**THE TASK**
What is needed is the run of lines from the one with "One point lands on each instance of the diamond" through the close of the data, set down exactly.

Position identification records
◇ ◇ ◇ ◇
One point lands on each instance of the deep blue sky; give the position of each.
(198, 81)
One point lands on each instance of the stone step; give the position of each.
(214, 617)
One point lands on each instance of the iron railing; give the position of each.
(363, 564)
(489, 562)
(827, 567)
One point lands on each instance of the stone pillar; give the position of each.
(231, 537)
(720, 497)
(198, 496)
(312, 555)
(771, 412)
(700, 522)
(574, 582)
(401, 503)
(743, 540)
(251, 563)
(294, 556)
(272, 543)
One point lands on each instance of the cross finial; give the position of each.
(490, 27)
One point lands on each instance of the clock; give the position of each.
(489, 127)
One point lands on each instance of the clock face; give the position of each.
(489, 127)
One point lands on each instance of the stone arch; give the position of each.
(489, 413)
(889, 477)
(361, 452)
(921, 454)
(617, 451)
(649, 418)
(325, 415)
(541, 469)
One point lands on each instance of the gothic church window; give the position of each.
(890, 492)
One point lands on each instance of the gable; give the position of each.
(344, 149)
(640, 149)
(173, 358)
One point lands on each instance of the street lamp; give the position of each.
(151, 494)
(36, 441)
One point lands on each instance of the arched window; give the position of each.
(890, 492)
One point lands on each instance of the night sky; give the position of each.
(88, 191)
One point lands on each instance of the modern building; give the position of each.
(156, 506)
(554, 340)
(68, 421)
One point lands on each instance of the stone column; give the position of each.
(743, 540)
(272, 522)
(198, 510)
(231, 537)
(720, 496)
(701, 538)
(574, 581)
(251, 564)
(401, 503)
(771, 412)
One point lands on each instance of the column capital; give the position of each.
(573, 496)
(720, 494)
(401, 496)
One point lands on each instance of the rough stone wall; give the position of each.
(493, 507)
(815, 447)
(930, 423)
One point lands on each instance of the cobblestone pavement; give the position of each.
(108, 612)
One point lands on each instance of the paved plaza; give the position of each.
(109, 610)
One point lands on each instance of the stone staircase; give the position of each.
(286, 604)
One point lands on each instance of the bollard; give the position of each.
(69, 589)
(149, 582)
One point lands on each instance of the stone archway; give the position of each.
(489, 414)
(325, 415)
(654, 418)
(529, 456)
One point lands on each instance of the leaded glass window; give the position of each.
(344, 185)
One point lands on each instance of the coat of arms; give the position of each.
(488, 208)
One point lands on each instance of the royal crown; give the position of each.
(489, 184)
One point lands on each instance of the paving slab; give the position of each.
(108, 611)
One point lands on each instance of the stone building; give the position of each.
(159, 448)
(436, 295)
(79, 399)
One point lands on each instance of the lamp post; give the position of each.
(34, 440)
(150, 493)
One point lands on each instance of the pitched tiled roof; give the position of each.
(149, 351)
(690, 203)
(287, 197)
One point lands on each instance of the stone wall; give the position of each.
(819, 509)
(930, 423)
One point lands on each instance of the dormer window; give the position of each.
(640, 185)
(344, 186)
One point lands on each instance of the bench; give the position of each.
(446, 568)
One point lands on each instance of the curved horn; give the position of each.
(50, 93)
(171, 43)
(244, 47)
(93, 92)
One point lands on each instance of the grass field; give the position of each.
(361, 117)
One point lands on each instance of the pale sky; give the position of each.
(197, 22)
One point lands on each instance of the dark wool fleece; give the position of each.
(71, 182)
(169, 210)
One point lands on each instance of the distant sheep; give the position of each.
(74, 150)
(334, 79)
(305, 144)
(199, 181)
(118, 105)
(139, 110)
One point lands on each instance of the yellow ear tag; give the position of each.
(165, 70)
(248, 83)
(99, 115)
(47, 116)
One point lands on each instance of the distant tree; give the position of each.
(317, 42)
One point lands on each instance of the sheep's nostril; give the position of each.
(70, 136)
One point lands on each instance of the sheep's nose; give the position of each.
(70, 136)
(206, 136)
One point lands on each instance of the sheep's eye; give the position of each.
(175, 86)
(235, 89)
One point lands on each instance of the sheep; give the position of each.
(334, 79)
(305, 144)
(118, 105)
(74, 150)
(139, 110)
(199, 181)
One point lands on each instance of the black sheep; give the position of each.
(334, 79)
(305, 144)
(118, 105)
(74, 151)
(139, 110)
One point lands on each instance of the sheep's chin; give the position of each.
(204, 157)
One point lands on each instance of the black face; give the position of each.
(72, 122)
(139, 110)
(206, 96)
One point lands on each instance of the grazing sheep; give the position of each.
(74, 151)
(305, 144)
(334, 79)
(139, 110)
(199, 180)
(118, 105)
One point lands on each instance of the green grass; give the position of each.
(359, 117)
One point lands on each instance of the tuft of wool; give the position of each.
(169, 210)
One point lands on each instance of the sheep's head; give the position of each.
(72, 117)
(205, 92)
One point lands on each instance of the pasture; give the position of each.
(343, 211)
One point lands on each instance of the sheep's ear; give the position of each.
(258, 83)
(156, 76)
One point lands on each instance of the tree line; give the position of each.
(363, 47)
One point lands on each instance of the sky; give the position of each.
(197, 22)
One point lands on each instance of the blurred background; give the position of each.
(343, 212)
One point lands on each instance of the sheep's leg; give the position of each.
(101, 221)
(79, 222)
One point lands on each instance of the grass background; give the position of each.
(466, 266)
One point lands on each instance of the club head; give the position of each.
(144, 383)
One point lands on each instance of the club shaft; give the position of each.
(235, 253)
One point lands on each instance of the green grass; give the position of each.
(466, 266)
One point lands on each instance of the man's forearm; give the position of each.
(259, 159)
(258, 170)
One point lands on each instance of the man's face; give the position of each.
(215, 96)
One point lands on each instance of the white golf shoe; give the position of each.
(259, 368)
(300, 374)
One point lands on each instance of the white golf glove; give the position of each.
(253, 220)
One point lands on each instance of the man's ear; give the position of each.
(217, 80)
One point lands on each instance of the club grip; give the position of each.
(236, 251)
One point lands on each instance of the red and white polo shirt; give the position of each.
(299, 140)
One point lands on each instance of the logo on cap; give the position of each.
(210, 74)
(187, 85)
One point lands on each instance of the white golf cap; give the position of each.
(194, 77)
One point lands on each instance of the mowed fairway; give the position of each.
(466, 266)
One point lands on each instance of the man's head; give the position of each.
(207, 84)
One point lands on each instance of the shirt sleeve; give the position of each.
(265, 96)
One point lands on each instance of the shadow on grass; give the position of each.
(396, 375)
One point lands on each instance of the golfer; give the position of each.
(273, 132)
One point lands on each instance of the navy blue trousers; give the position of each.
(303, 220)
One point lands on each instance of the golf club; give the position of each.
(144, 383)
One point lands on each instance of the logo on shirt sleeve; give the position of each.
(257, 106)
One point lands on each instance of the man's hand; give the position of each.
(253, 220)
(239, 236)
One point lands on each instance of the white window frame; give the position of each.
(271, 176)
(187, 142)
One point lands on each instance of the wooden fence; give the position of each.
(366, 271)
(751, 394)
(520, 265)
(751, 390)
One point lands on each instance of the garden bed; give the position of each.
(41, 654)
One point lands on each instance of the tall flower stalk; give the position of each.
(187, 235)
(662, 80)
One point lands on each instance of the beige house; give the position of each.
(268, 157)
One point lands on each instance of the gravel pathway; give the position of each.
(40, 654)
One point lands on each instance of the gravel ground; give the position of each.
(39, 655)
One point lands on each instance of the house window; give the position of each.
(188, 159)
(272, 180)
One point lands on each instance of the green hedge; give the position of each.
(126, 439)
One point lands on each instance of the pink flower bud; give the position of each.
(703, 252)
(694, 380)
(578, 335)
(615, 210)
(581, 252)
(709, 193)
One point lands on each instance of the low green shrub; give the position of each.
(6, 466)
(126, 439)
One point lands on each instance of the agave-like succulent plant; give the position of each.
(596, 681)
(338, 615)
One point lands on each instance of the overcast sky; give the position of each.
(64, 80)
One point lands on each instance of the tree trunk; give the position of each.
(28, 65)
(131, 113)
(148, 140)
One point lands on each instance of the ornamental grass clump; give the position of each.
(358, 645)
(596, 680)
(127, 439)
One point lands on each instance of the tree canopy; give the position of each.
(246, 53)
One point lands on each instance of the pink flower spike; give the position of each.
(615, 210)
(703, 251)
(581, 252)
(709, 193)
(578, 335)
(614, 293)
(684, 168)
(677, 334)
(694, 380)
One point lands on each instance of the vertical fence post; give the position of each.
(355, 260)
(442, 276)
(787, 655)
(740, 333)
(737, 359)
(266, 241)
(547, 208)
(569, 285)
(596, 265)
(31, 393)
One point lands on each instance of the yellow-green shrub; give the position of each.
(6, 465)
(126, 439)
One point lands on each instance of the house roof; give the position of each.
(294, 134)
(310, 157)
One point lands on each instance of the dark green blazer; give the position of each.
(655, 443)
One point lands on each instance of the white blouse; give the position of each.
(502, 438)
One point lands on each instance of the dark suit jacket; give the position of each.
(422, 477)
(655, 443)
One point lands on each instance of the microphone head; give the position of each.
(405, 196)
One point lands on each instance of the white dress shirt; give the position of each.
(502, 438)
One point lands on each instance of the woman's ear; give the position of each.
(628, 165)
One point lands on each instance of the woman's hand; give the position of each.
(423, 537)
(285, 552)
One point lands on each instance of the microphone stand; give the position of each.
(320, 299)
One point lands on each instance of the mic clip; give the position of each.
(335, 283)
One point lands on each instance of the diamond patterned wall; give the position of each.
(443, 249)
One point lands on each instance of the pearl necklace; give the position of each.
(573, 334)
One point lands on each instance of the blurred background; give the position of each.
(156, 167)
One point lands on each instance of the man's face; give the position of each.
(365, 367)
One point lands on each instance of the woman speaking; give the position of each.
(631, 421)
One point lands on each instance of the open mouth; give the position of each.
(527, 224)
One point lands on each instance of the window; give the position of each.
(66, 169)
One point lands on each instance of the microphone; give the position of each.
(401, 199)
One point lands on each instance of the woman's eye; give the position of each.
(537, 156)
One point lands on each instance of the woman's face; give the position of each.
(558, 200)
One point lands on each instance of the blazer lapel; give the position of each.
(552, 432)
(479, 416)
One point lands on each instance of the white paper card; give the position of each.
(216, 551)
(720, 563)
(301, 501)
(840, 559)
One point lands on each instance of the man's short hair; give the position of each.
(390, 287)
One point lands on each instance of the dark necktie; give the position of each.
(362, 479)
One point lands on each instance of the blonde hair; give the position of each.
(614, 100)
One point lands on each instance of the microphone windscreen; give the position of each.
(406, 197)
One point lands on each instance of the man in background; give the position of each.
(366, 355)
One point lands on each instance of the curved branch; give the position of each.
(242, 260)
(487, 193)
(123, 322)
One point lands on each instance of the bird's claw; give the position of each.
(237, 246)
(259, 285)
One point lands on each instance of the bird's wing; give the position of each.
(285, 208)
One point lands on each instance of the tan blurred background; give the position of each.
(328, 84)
◇ ◇ ◇ ◇
**PROBLEM SOLUTION**
One point lands on each instance of the diamond patterned wall; give the position of each.
(443, 249)
One point lands on each instance of the pearl necklace; give the position of each.
(573, 334)
One point lands on each instance of the blurred background; give the position of each.
(156, 167)
One point lands on each instance of the man's face; give the position of each.
(365, 367)
One point lands on each instance of the woman speaking; give the position of each.
(631, 421)
One point lands on each instance of the open mouth; give the position of each.
(527, 224)
One point lands on each instance of the window; give the position of each.
(66, 169)
One point lands on each instance of the microphone; give the position of each.
(401, 199)
One point lands on each instance of the woman's eye; give the position of each.
(537, 156)
One point lands on each instance of the woman's face; give the position of each.
(558, 200)
One point lands on each instance of the blazer lapel; give the position of each.
(552, 432)
(479, 416)
One point lands on each instance of the white paper card; give the position of each.
(216, 551)
(720, 563)
(301, 501)
(840, 559)
One point lands on each instance of the man's short hair; give the position of each.
(390, 287)
One point lands on each instance of the dark necktie; give the position of each.
(362, 479)
One point lands on each instance of the blonde hair; give the position of each.
(614, 100)
One point lands on each instance of the microphone windscreen; give the position of each.
(406, 197)
One point lands on each instance of the man in background; give the position of each.
(366, 355)
One point lands on each instance of the curved branch; give the position of each.
(242, 260)
(487, 193)
(123, 322)
One point lands on each instance of the bird's claw; give the position of each.
(237, 246)
(259, 285)
One point lands on each instance of the bird's wing; give the position of each.
(285, 208)
One point lands on each instance of the tan blurred background; give the position of each.
(328, 84)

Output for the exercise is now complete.